_Job:_ Please quote, word for word, the part of the listing below that opens with the line containing "of the draped" and closes with the line containing "[(151, 233)]", including both of those lines.

_Records to process:_

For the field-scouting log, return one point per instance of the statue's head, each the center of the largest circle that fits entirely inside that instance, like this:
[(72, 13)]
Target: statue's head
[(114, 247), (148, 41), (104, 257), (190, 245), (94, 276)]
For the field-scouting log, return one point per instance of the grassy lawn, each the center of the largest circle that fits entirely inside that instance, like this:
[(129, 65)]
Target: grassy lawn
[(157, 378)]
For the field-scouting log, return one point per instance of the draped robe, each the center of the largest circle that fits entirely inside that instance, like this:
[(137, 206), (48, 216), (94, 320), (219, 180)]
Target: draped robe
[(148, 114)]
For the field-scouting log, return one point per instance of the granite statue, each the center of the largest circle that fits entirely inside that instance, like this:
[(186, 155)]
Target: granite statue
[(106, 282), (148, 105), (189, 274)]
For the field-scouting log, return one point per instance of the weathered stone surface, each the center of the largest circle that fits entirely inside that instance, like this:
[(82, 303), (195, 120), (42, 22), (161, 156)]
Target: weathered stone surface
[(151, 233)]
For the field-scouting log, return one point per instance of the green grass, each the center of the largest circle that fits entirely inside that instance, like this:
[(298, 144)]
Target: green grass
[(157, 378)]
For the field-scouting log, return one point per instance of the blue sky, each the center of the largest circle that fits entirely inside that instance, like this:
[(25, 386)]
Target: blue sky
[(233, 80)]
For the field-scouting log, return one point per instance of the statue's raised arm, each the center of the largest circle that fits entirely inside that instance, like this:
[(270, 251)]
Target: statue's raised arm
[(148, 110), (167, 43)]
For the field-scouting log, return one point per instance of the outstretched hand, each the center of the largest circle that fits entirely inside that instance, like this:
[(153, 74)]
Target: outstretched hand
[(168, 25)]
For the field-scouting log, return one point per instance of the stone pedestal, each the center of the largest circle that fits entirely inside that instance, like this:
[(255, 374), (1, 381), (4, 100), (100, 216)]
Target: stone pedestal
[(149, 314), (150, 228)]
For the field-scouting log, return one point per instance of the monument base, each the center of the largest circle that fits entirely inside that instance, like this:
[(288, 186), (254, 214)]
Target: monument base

_Result of the exercise:_
For the field-scouting log, return one point per instance of the draped robe, each the center of the largest circle that fits entirely inside that instance, like this:
[(137, 206), (48, 216), (94, 320), (219, 180)]
Target: draped robe
[(148, 114)]
For the field-scouting log, return one point per instance of the granite statue, each the center of the largest circle that fits entirely inside that instance, like this:
[(186, 155)]
Target: granite statue
[(106, 282), (148, 105), (189, 274)]
For the field-scouting log, return one point per instance of the weathered stone surface, each the center of the largest circle that fits entirely inside that instance, like this:
[(82, 303), (195, 120), (42, 22), (161, 156)]
Target: weathered stone surface
[(151, 233)]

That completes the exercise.